### Provided information ###

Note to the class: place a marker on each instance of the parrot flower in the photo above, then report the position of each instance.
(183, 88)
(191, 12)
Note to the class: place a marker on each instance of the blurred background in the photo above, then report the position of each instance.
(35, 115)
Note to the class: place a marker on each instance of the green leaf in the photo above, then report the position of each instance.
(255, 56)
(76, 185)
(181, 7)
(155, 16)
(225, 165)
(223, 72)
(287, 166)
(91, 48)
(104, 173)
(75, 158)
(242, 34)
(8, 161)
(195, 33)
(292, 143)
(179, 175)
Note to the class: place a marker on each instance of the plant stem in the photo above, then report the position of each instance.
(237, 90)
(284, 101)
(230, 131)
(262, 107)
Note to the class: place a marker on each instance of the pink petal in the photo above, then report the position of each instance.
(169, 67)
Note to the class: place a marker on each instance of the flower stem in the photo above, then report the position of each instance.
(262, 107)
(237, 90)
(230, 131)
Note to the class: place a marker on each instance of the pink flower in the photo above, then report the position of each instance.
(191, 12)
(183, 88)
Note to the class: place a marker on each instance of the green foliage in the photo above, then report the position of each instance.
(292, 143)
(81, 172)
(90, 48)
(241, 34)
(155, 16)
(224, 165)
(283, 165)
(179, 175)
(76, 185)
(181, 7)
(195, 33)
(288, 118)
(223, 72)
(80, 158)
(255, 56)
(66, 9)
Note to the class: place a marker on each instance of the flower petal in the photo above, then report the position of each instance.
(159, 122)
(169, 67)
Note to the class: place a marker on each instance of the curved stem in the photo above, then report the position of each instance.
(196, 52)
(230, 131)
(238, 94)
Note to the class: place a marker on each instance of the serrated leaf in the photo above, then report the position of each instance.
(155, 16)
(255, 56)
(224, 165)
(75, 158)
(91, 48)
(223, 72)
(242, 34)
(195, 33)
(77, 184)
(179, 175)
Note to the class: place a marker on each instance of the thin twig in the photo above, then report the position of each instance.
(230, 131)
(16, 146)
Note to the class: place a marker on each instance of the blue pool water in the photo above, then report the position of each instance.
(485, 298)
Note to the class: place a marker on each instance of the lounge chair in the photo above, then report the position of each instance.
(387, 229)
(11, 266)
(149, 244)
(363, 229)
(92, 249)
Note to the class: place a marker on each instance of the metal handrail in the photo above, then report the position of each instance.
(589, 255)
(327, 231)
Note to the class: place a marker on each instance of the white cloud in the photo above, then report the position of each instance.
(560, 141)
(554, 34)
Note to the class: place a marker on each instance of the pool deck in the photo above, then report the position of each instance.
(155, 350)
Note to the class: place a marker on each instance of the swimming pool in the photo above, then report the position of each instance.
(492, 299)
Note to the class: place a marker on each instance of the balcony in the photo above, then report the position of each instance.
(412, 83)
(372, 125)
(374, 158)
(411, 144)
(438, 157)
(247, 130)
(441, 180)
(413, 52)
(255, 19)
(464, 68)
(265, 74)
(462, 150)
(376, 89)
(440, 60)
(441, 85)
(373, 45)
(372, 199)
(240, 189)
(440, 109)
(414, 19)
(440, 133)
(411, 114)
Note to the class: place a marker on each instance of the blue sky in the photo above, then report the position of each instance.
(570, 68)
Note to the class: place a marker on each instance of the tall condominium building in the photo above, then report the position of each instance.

###

§ Goal
Give back the lines of the listing from the one with "of the pool" through the end, both included, exactly as written and with nothing added.

§ Result for this exercise
Note to the class: place a marker on each instance of the pool deck in the photo above, then report the position of each instance.
(155, 350)
Note to the class: place a marker on each instance of the swimming pool in the photo above, then report the position of each instance.
(492, 299)
Note to the class: place a marker on each instance of the balcony in the photo above, then report the position of each instance.
(412, 83)
(372, 125)
(374, 158)
(411, 144)
(438, 157)
(247, 130)
(441, 180)
(413, 52)
(255, 19)
(464, 68)
(265, 74)
(462, 150)
(376, 89)
(440, 60)
(441, 85)
(373, 45)
(372, 199)
(240, 189)
(440, 109)
(414, 19)
(440, 133)
(411, 114)
Note to the class: place a marker on each instance of the blue sky in the photo above, then report the position of each instance.
(570, 68)
Note to the class: place a marker on each instance of the tall condominium building in the photo above, then report the position of each instance.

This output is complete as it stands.